DATA FOR THIS EXERCISE below:

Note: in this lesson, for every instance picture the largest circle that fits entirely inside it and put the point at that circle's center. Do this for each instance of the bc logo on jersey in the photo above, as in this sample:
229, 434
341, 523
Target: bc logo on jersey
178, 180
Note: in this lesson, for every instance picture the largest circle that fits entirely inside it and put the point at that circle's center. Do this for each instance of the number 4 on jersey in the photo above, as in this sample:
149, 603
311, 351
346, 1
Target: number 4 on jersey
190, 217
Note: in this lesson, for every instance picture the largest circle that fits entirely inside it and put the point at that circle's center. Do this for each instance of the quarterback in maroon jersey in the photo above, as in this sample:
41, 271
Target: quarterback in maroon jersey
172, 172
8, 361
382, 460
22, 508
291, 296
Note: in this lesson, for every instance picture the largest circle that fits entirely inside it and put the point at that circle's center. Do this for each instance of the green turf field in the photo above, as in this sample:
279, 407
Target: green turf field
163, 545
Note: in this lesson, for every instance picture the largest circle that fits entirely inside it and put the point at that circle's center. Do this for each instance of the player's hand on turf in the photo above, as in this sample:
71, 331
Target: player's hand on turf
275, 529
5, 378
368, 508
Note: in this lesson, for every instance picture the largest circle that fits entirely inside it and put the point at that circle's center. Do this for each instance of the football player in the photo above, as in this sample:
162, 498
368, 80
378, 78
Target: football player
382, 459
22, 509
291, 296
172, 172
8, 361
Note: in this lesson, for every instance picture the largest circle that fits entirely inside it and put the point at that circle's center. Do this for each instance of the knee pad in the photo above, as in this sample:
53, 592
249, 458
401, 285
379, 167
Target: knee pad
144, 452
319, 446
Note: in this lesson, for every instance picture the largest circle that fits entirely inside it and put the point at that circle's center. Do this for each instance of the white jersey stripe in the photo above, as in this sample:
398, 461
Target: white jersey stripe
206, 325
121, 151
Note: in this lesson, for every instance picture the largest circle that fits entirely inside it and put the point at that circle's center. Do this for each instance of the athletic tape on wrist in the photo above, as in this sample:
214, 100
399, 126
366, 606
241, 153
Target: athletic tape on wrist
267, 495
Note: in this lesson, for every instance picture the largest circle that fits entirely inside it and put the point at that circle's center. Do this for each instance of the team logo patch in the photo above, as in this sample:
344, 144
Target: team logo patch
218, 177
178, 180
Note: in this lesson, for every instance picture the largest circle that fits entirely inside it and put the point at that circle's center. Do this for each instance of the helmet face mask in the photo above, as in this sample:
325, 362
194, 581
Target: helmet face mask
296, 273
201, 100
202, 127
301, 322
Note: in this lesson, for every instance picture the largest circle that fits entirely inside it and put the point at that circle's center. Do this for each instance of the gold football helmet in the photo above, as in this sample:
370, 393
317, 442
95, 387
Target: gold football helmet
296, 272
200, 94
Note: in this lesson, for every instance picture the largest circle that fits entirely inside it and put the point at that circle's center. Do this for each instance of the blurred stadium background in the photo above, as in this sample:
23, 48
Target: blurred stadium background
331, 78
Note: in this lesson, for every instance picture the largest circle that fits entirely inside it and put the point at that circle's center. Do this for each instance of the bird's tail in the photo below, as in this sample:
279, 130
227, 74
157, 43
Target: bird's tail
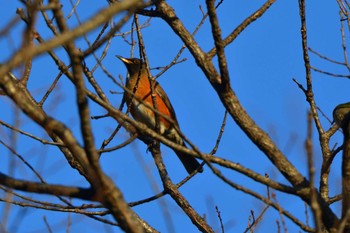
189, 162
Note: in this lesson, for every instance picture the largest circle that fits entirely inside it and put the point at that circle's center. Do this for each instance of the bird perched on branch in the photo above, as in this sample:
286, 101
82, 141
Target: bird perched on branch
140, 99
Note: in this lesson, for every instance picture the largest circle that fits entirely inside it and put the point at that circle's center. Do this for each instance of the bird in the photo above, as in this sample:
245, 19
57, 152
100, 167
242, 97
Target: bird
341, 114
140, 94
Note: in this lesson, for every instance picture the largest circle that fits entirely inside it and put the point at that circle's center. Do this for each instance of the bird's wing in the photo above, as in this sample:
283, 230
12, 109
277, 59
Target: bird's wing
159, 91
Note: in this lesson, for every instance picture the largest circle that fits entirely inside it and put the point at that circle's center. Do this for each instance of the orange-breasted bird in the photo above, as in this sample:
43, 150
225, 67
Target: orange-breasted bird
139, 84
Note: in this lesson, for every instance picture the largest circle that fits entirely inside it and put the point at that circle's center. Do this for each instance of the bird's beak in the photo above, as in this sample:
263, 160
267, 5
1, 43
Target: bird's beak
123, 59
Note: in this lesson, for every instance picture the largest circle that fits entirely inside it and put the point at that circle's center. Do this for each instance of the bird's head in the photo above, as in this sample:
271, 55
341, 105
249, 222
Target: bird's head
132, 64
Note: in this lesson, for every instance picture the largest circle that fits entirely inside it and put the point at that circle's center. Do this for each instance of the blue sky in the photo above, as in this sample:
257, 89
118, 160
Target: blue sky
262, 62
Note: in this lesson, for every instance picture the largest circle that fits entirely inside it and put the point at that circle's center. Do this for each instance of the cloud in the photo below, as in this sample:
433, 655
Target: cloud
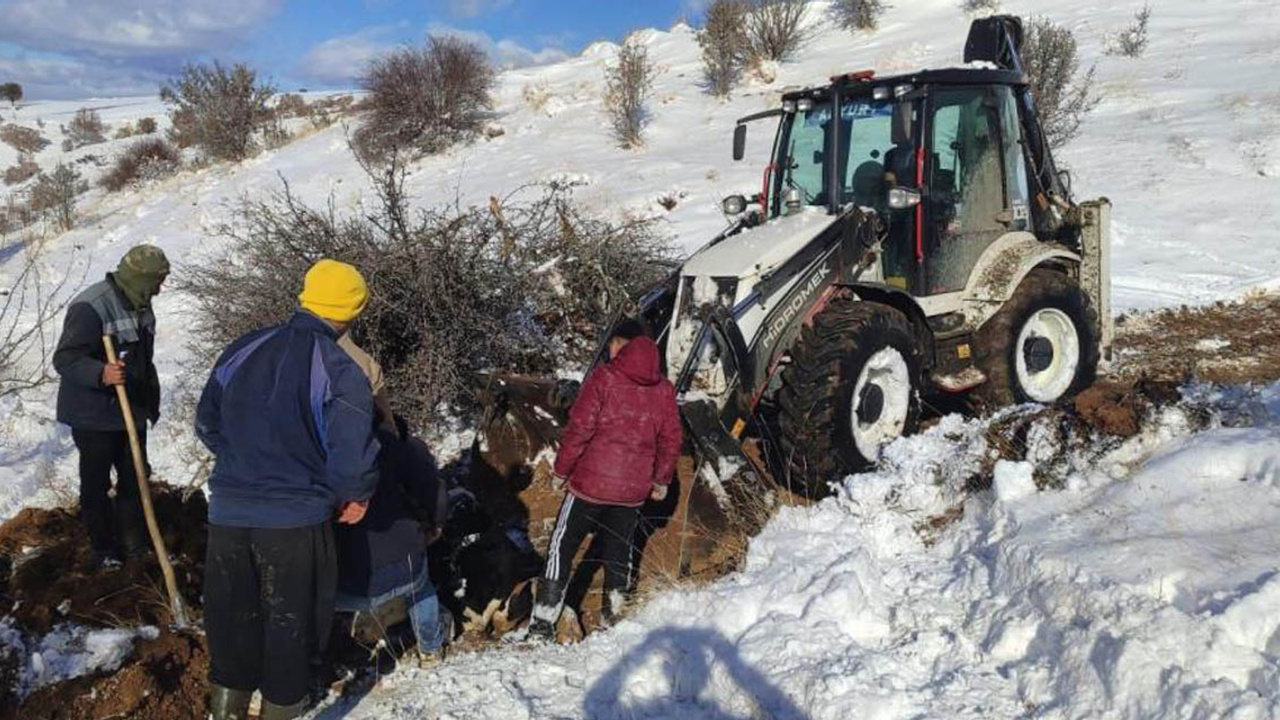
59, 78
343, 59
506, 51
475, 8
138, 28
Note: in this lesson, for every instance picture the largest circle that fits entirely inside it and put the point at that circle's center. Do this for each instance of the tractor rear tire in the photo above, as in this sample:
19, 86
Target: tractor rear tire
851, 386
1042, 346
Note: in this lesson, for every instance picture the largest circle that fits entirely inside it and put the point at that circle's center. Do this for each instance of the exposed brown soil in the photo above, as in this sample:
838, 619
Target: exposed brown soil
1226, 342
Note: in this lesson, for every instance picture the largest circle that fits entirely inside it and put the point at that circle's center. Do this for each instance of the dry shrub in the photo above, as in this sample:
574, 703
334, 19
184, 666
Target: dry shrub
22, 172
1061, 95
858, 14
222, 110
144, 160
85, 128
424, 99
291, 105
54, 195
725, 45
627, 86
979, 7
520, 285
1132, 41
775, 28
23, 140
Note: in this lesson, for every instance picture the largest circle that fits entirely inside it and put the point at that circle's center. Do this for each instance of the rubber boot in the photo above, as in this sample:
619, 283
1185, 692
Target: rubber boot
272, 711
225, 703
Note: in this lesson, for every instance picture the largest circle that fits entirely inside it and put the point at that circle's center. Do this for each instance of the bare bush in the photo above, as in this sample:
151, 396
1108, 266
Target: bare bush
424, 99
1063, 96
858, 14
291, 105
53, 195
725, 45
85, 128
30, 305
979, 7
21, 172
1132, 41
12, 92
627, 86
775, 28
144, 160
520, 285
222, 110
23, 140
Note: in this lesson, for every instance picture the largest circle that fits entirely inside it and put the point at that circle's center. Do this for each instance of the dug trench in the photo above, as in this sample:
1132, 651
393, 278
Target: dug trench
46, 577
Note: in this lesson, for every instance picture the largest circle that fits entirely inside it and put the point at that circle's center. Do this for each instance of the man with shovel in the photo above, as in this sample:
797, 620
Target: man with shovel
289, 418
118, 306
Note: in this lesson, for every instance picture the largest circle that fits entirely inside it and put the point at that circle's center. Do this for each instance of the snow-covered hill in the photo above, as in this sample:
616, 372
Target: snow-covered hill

End of DATA FOR THIS EXERCISE.

* **AIM OF THE EXERCISE**
Output every entry verbatim but skip the pictures.

* **RESULT**
Note: in this lesson, for every instance picture the largest circle that fits entirely inside it and put the point at that circle's center. Do this for each instance of the bc logo on jersey in the photo above, as in this sample:
229, 434
341, 523
Target: bc logo on jersey
178, 180
Note: in this lesson, for every instance picture the largest circle that fits entirely inside it and put the point at that circle's center. Do this for each instance of the number 4 on jersey in the photo above, as in this sample:
149, 603
311, 351
346, 1
Target: number 4 on jersey
190, 217
Note: in this lesson, for every instance picture the largest circle that fits entirely inside it and put the point at that circle's center. Do this for each instance of the quarterback in maroon jersey in the photo above, as in this sample:
41, 271
Target: quarterback in maroon jersey
172, 172
8, 361
382, 460
22, 508
291, 296
Note: in this lesson, for every instance picture the largest circle that fits entirely inside it and put the point at that circle's center. Do this for each instance of the green turf field in the photo above, as in this sample:
279, 407
Target: green turf field
163, 545
Note: in this lesson, for every instance picture the largest circle that fits entirely inside it and put the point at that circle's center. Do this for each instance of the player's hand on turf in the photo above, as in this sample:
71, 331
Target: player's hand on turf
275, 529
5, 378
368, 508
Note: in this lesson, for every instance picture the largest circle that fits entirely inside it and put the point at that circle's center. Do this for each instance of the football player in the photo above, as in this sample:
162, 498
368, 80
378, 78
Target: football player
382, 459
22, 509
291, 296
172, 172
8, 361
Note: in this lesson, for every instance picture the largest circle that fits entirely inside it and put the point at that circle's center. Do this for each instance of the knee pad in the photo above, as in this sample:
53, 592
249, 458
401, 285
379, 167
Target: knee pad
144, 452
319, 446
Note: in this lesson, for every instance picture the largest circle that fits entirely inside it and put the point at that circle's center. Do this for each instance of the white jersey stripe in the photo above, as in this sample:
398, 461
Target: white jersey stripe
206, 325
121, 151
Note: in this lesson, for every instance picture the largest circle that fits entirely inside it and put the point at that circle's center. Do this for each instance of the athletic tape on wrist in the photo above, as in this sample:
214, 100
399, 126
366, 606
241, 153
Target: athletic tape on wrist
267, 495
Note: in this lesson, for every instance picture the largest circle that fits entirely inside it and put the point at that circle's center. Do this for each instance of the team logo patch in the photo above, as in this sample:
344, 144
Target: team logo patch
218, 177
178, 180
Note: in this lesson, for every instance picture the largest circle that fits entirely inside it and put the point at that circle's center. Do this for each instance of the helmet face mask in the photo above, as in this sample:
325, 362
194, 581
Target: helmet face mask
296, 273
201, 100
202, 127
301, 322
Note: in this lesson, for every instance picture the largest circle that fits entirely inside it and put the point at that circle's center. Do this for each instance of the gold football helmet in the photo above, as in this sample:
370, 393
317, 442
95, 387
Target: gold football helmet
296, 272
200, 94
Note: in this lesson, for every instance picture the largest circle that fits entirely inside it and put the point at that circle's center. Do this for each instance of the blurred stadium background in the photo above, as in this sample:
23, 48
Target: blurred stadium background
331, 78
Note: in this lesson, for every instance picture the largest circle that fits entirely inside it and put the point at that circle's center. Do this for each instance of the bird's tail in the photo below, as in this sample:
279, 130
227, 74
157, 43
Target: bird's tail
189, 162
Note: in this lesson, for every instance picture the largest circle that fits entirely inside it and put the point at that circle's center. Do this for each instance of the bird perched on branch in the photo above, as in this sample:
286, 101
82, 141
Target: bird perched on branch
140, 99
Note: in this lesson, for every instance picture the largest circle that fits entirely inside it and put the point at that circle's center. Do this for each instance of the bird in the photo above, as in this sample:
245, 19
57, 152
100, 167
242, 97
Target: bird
341, 114
140, 94
Note: in this lesson, for every instance picture the largest circle that fits entirely inside it and put the point at that circle's center. Do this for each instance of the bird's wing in the photo above, as in this sample:
283, 230
12, 109
277, 59
Target: bird's wing
159, 91
Note: in this lesson, for every instance picture the largest circle that fits entirely inside it and put the point at that circle's center. Do this for each instance of the orange-breasted bird in the photo above, as in this sample:
43, 150
225, 67
Target: orange-breasted bird
139, 84
Note: in this lesson, for every instance picture the largest circle that fits entirely inside it and put the point at that circle's center. Do this for each instance of the bird's beak in the photo above, as in this sample:
263, 160
267, 5
1, 43
Target: bird's beak
123, 59
Note: in this lesson, for every instance picture the largest circle that fits entirely inside it and put the point at that circle's center. Do this for each instance of the bird's head in the photo above, as in this sample:
271, 55
341, 105
249, 222
Target: bird's head
132, 64
Note: in this lesson, for every instance picture the largest circle that fits entirely inside it and put the point at that circle's center. Do this for each instance of the blue sky in the photo above, as in this sample:
257, 89
118, 160
Target: blue sky
262, 62
Note: in this lesson, for every instance picture the largest circle that fits entirely inside it and put the point at that circle's center. Do this for each instance of the cloud in the photo below, as in this sample:
433, 655
Target: cloud
59, 78
343, 59
506, 51
475, 8
138, 28
Note: in this lesson, for every instance picture the largest circle that fits entirely inside it and put the point at that circle's center. Do this for each instance of the tractor rear tire in the photo above, as in this sample:
19, 86
Target: tractor rear tire
851, 386
1042, 346
Note: in this lesson, for every instance picture the largest circle that fits entirely inside it and put the point at that circle's center. Do this for each instance of the exposed brown soil in the photo above, as in this sample:
838, 619
Target: exposed brown soil
1226, 342
Note: in this lesson, for every instance picture the largest circle that fits entirely inside it and put the point at that circle's center. Do this for each instance of the dry shrub in the photo above, as in this sample:
574, 703
334, 19
184, 666
Target: dry shrub
22, 172
1061, 95
858, 14
222, 110
144, 160
85, 128
424, 99
291, 105
54, 195
725, 45
627, 86
979, 7
520, 285
1132, 41
775, 28
23, 140
Note: in this lesson, for every instance picture the largest circle that fits entirely inside it and put the point at that circle's center. Do this for each instance of the rubber boot in the photo above, as in this sample:
619, 283
1185, 692
Target: rubber boot
272, 711
225, 703
Note: in this lesson, for every instance picture the largest circle that fits entirely inside it and put the point at that circle's center. Do this for each instance of the bare bush in the photo above, as in this sample:
151, 396
1108, 266
Target: bare bush
424, 99
1063, 96
858, 14
291, 105
53, 195
725, 45
85, 128
30, 305
979, 7
21, 172
1132, 41
12, 92
627, 86
775, 28
144, 160
520, 285
222, 110
23, 140
Note: in this lesson, for every instance picture the largest circle that fits entirely inside it and put the point at that circle's center. Do this for each instance of the dug trench in the photo above, as in this sample:
1132, 651
393, 278
Target: dug trench
46, 577
Note: in this lesson, for every instance picture the largest circle that fits entirely inside it and put the point at that circle's center. Do this for each instance of the man with shovel in the photo above, as in this sample:
797, 620
Target: man with shovel
289, 418
118, 306
Note: in this lesson, for every instance picture the largest circle that fits entirely inside it and put the point at that circle's center. Do this for each instance of the snow-covered hill in the photo above, as in this sample:
616, 372
Target: snow-covered hill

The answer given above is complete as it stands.